Dataset rows:
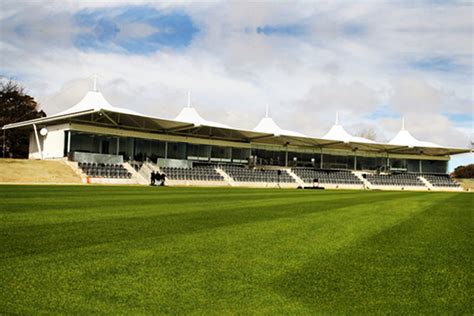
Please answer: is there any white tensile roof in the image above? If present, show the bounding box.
[174,107,229,128]
[51,91,142,116]
[174,92,229,128]
[388,119,441,147]
[2,81,469,155]
[321,113,375,144]
[253,106,306,137]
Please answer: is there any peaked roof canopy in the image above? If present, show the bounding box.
[52,91,141,116]
[175,92,229,128]
[2,83,469,155]
[388,118,441,148]
[253,105,305,137]
[322,112,375,144]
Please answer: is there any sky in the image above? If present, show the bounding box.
[0,0,474,169]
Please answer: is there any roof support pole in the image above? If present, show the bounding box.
[66,131,72,155]
[33,124,43,160]
[116,137,120,156]
[2,130,7,158]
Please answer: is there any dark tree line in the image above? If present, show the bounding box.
[0,80,46,158]
[451,164,474,179]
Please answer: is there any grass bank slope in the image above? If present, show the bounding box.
[0,159,81,184]
[0,186,474,315]
[456,179,474,191]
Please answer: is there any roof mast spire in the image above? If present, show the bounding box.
[93,74,98,92]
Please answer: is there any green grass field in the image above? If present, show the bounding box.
[0,186,474,315]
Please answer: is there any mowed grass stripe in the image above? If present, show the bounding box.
[0,189,416,258]
[0,187,472,314]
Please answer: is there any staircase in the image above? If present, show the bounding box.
[352,171,372,189]
[214,167,237,187]
[286,169,305,187]
[418,176,434,190]
[123,162,148,185]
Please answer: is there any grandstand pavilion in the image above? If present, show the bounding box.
[3,84,469,190]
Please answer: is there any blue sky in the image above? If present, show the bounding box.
[0,0,474,170]
[73,5,198,54]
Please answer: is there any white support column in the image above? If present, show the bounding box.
[66,131,72,155]
[33,124,43,160]
[116,137,120,156]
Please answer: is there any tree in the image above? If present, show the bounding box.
[451,164,474,179]
[0,80,46,158]
[356,127,377,141]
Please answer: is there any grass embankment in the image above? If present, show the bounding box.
[456,179,474,191]
[0,186,474,314]
[0,159,81,184]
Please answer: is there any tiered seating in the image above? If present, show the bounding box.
[130,161,143,172]
[292,168,362,185]
[367,173,425,187]
[78,162,132,179]
[160,164,224,181]
[422,174,459,188]
[220,165,295,183]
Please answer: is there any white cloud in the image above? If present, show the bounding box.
[0,1,474,146]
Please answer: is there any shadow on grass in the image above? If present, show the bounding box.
[0,192,412,259]
[273,195,473,314]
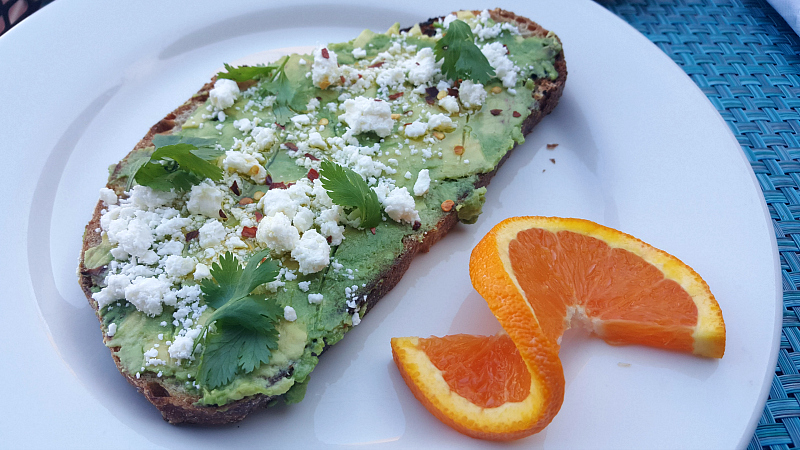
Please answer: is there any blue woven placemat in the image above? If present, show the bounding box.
[601,0,800,450]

What the exercise asks:
Put the listing above into a two-column CSV with the header columns "input" and "output", one row per entry, covering every entry from start to finish. Quote each field, replace line breaks inside a field with spaces, and leave out the pictures.

Written reply:
input,output
"Please answer: is there any white tensile roof in the image above? If present, show the bounding box.","[174,107,229,128] [51,91,142,116] [174,92,229,128] [388,119,441,147] [2,81,469,155] [321,113,375,144] [253,106,306,137]"
"Please answer: is there any peaked roof canopy in the image above? If present, show the bounding box.","[52,91,141,116] [175,92,229,128] [2,83,469,155] [388,118,441,148] [253,105,305,137] [322,112,375,144]"
"Please answer: is there any sky in the image above? If present, show the bounding box.","[0,0,474,169]"
"Please answer: is there any roof support pole in the image above? If present, show the bounding box.","[66,131,72,155] [33,124,43,160] [116,137,120,156] [2,130,7,158]"
"Please answer: is there any dark tree line in the image above? If present, show the bounding box.","[0,80,46,158] [451,164,474,179]"
"Please answer: is there any grass bank slope in the image above? If present, show the bounding box.","[0,159,81,184] [0,186,474,315] [456,179,474,191]"
"Please answer: is there any roof mast spire in the image above? If present, show the bounding box.","[93,74,98,92]"
"Please answer: is there any green grass field in the image above? If present, show the bounding box.","[0,186,474,315]"
"Please answer: is there any mowed grass stripe in the image above? If present, show the bounding box.","[0,189,416,258] [0,187,472,314]"
"Please answer: is there any staircase in the image above? If present, show the bounding box.","[352,171,372,189] [214,167,237,187] [286,169,305,187] [418,176,434,190] [123,162,148,185]"
"Please answer: is there any grandstand pavilion in the image above? If present, show the bounding box.","[3,84,469,190]"
"Please answer: is there any blue sky in the image above? If present, show the bounding box.","[0,0,474,170] [73,5,198,54]"
"Please answer: is there any white support column in the image above? If present, show the bounding box.","[66,131,72,155] [33,124,43,160] [116,137,120,156]"
"Please answer: is there any tree in the image above? If present, show the bounding box.","[451,164,474,179] [0,80,46,158] [356,127,377,141]"
"Please answer: is there any grass embankment in the image above? If present, show the bounding box.","[456,179,474,191] [0,186,474,314] [0,159,81,184]"
"Please answer: is there any tiered seating in the image above? If present, show the bounding box.","[130,161,143,172] [292,168,362,185] [367,173,425,187] [78,162,132,179] [160,164,224,181] [422,174,459,188] [220,165,295,183]"
"Please answer: is there any white cloud in the image above? If present, show the bounding box.","[0,1,474,146]"
"Please answer: is there any shadow on grass in the image above? If present, show the bounding box.","[0,192,412,259] [273,195,473,314]"
"Please answer: is there any blue woven placemat in the image above? If present, show the bounding box.","[601,0,800,450]"